Tasks for this exercise =
#1 Extract from the moving-sum forum post, unchanged, the passage that begins at the words "Now, if a longer" and stops after "independent input channels.".
#2 Write a continuation of the forum post about keeping moving sums, picking up after its final sentence.

Source text =
----------------------------------------
Moving Sum

Hi to all,



The sum or average of a certain number of samples (for ex. the last 100
values received) have to be checked constantly against a threshold.



I thought of implementing this by keeping a "Moving Sum" which will work by
adding the new value and subtracting the oldest. I think that can be
implemented by adding to a register the value just arriving and subtracting
the value coming out of an 100 word deep shift register.



Now, if a longer sum has to be checked then there is a memory problem
because a lot of values have to be stored. In addition more than one "Moving
Sums" is needed so if I use the above implementation I will have in addition
to store the same data more than once (for ex. the 1000 word Shift Register
will include the 100 word S.R. data).



Any idea of how this could be implemented?



The final system will have to keep 10 moving sums with the largest being
250,000 (8-bit) values for each of the 16 independent input channels.



Help to the design problem will be appreciated and acknowledged.
----------------------------------------
Information shown =
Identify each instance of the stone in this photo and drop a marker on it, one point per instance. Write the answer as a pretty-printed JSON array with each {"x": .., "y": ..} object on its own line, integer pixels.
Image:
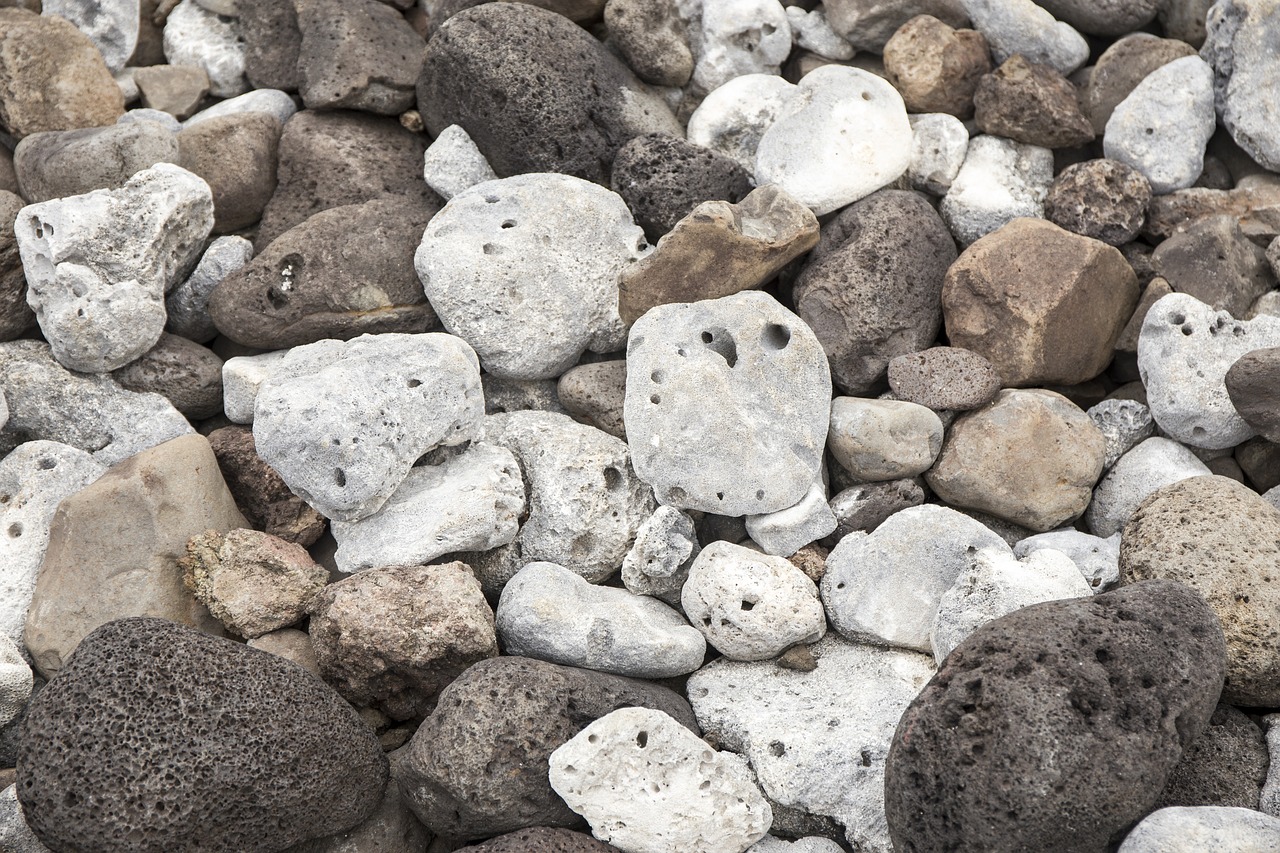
----------------------------------------
Answers to the tasks =
#1
Now, if a longer sum has to be checked then there is a memory problem
because a lot of values have to be stored. In addition more than one "Moving
Sums" is needed so if I use the above implementation I will have in addition
to store the same data more than once (for ex. the 1000 word Shift Register
will include the 100 word S.R. data).



Any idea of how this could be implemented?



The final system will have to keep 10 moving sums with the largest being
250,000 (8-bit) values for each of the 16 independent input channels.

#2
Christos

__________________________________________________

Christos Zamantzas
CERN, European Organization for Nuclear Research
Div. AB/BDI/BL                         tel: +41 22 767 3409
CH-1211 Geneva 23                  fax: +41 22 767 9560
Switzerland                                 christos.zamantzas@cern.ch
__________________________________________________

In article <bil9f7$4o2$1@sunnews.cern.ch>,
Christos <chris_saturnNOSPAM@hotmail.com> wrote:
>
>I thought of implementing this by keeping a "Moving Sum" which will work by
>adding the new value and subtracting the oldest. I think that can be
>implemented by adding to a register the value just arriving and subtracting
>the value coming out of an 100 word deep shift register.
>
>Now, if a longer sum has to be checked then there is a memory problem
>because a lot of values have to be stored. In addition more than one "Moving
>Sums" is needed so if I use the above implementation I will have in addition
>to store the same data more than once (for ex. the 1000 word Shift Register
>will include the 100 word S.R. data).
>
>Any idea of how this could be implemented?

Can you cheat?  That is, instead of having a 250,000 deep moving sum,
have it be 250,000 deep but only at intervals of every 1000 samples?  

The other option is once you have to go off-chip for memory for the
FIFO's, the size doesn't matter much because you can easily just throw
~1GB of DRAM on the other side.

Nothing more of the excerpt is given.